------ Dataset entries ------
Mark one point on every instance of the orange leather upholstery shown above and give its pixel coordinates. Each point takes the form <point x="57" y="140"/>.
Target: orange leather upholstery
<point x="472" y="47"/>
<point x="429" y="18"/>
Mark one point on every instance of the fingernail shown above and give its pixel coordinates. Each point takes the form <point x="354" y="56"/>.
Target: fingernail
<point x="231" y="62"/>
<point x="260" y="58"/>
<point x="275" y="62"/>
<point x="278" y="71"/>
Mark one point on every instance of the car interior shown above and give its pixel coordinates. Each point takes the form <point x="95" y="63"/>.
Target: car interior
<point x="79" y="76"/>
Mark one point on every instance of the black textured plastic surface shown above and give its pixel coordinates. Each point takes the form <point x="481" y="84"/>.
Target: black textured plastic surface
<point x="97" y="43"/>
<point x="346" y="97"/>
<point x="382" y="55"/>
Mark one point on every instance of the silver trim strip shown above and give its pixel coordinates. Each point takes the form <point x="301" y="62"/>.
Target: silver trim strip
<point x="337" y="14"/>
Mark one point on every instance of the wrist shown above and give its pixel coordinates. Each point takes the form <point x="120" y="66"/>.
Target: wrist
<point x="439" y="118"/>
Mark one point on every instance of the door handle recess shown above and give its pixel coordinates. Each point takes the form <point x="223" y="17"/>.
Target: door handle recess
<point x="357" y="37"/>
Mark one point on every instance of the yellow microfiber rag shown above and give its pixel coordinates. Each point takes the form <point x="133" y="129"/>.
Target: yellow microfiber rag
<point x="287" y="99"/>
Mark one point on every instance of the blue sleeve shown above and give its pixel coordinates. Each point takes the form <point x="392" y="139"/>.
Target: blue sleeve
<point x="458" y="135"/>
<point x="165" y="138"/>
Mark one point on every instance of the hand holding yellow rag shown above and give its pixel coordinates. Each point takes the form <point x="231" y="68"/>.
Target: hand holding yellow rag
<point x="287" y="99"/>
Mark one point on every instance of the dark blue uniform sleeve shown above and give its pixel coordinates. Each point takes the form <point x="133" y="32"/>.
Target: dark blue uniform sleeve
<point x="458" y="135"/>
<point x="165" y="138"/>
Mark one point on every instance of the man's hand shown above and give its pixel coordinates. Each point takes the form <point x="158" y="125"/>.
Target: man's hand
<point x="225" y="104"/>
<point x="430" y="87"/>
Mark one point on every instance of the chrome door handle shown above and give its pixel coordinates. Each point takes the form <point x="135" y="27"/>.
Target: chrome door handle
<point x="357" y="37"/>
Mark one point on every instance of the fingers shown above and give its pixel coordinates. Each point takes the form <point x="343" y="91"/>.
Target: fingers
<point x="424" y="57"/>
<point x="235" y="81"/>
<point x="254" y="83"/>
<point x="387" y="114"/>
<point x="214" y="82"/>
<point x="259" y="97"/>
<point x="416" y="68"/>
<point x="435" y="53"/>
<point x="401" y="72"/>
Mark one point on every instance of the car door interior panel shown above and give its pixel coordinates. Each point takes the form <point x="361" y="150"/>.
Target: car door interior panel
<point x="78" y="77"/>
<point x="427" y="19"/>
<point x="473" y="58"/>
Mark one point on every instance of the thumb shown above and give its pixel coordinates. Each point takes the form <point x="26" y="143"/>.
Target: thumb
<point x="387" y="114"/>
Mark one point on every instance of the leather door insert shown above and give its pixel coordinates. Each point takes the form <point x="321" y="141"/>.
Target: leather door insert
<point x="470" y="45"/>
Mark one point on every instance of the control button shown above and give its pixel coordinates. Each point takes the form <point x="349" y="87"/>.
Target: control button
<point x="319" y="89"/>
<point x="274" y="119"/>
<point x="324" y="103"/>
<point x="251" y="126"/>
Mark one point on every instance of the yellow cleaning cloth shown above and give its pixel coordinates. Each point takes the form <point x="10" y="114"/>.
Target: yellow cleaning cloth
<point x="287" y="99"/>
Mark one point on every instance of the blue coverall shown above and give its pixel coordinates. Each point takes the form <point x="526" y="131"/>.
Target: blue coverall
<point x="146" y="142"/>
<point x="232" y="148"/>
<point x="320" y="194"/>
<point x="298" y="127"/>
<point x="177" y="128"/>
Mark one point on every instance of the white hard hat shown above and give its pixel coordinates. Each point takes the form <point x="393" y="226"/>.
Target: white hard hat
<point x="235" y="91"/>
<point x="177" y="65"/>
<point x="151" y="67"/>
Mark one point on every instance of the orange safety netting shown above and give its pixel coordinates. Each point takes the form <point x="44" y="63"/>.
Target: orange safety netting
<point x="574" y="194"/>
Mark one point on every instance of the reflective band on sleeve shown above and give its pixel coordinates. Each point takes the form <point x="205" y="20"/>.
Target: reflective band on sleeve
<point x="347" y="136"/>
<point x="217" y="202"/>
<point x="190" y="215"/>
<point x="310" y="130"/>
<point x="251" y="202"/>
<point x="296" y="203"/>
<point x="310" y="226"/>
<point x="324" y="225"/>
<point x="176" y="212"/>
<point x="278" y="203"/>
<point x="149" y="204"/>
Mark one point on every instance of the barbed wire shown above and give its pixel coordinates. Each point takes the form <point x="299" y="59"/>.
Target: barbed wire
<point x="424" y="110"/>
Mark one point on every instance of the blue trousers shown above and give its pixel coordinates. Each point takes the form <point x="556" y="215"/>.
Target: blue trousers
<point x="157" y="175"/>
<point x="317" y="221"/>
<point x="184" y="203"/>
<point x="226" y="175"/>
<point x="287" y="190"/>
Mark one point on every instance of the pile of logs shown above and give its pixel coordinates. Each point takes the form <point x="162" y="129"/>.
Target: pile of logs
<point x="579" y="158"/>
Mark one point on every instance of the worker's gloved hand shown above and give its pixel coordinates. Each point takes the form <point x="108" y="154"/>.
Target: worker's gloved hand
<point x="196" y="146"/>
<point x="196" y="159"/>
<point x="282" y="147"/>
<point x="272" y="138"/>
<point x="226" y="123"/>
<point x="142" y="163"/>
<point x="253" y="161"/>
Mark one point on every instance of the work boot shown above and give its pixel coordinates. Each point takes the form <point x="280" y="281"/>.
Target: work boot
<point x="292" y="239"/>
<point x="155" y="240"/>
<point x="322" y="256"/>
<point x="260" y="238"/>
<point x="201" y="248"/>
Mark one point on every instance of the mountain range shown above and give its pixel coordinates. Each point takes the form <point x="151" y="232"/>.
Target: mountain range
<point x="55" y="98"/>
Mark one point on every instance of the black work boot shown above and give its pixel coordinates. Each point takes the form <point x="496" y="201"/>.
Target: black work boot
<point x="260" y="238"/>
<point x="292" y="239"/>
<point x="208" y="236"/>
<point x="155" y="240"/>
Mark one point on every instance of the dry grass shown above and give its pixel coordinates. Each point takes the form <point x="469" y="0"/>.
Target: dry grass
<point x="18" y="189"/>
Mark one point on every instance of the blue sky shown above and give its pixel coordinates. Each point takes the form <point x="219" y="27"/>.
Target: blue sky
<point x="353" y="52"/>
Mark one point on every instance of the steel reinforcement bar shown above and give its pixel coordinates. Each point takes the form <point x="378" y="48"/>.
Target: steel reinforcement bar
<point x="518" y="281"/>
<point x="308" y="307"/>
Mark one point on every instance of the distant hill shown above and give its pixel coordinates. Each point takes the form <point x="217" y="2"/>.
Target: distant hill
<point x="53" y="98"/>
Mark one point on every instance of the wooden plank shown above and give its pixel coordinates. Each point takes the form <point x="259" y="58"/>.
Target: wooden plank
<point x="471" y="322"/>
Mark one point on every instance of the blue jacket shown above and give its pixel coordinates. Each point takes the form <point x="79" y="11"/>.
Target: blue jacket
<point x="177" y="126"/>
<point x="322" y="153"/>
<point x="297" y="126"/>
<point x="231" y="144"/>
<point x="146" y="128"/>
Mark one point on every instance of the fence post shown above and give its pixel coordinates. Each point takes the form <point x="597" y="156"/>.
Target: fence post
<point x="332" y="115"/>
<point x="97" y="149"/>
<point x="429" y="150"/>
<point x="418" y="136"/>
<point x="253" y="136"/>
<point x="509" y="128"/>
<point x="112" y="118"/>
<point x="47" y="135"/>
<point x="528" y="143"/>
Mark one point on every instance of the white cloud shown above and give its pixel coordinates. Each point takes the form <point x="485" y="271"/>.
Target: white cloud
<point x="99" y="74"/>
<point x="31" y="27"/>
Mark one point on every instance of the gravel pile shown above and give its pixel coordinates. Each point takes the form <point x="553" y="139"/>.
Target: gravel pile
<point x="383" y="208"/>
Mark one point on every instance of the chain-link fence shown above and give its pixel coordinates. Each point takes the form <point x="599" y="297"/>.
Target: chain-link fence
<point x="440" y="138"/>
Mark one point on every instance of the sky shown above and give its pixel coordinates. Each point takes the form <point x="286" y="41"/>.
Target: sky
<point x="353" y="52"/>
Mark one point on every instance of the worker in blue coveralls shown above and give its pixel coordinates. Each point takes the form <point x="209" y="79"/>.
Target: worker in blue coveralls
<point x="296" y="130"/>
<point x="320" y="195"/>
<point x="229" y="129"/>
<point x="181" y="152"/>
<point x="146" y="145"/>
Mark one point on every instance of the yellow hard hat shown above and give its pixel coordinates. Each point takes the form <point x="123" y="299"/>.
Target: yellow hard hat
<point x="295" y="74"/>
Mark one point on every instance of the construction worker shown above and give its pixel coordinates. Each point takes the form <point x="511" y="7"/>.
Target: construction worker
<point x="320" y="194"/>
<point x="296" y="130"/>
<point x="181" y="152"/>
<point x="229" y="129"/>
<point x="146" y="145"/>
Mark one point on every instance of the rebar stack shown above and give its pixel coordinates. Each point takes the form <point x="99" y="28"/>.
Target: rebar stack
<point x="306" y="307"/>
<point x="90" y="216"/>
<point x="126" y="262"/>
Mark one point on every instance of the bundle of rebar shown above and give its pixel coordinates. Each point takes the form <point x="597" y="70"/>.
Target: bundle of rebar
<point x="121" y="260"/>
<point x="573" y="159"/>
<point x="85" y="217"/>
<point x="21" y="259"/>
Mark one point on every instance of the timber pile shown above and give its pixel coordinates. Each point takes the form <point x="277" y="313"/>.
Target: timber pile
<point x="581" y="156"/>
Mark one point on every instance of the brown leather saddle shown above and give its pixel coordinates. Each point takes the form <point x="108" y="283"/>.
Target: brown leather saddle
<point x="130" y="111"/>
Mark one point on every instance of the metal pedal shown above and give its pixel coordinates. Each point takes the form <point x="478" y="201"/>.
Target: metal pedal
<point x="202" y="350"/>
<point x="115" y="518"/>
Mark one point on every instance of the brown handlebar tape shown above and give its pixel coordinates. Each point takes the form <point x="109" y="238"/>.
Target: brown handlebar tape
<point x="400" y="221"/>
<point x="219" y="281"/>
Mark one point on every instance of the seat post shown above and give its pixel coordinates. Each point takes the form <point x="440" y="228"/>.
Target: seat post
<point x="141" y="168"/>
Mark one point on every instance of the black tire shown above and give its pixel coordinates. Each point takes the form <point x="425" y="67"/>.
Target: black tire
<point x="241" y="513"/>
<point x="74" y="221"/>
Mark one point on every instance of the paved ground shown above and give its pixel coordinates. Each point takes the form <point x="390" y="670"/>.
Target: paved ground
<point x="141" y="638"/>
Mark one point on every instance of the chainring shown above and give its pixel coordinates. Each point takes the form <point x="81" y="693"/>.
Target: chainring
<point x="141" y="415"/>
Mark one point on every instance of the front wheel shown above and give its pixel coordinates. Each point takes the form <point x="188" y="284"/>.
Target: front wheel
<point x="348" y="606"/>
------
▶ Requirement
Copy out exactly the lines between the line with "Mark one point on every instance of the seat" and the last line of the entries, counting both of those lines.

▶ Written response
Mark one point on every instance of the seat post shown above and give its pixel coordinates. Each point takes the form <point x="440" y="228"/>.
Target: seat post
<point x="141" y="168"/>
Mark one point on every instance of the black tire shown above and give its pixel coordinates. Each point takes the form <point x="425" y="67"/>.
Target: black tire
<point x="241" y="513"/>
<point x="74" y="221"/>
Mark one point on every instance of the paved ground shown above and give its pixel coordinates. Each point takes the form <point x="390" y="670"/>.
Target: paved ground
<point x="141" y="638"/>
Mark one point on every instance of the chainring shown above and give its pixel coordinates. Each point takes the form <point x="81" y="693"/>.
Target: chainring
<point x="141" y="415"/>
Mark one point on every instance of the front wheel shown above and give its pixel coordinates. Each point takes the form <point x="188" y="284"/>.
Target: front wheel
<point x="348" y="606"/>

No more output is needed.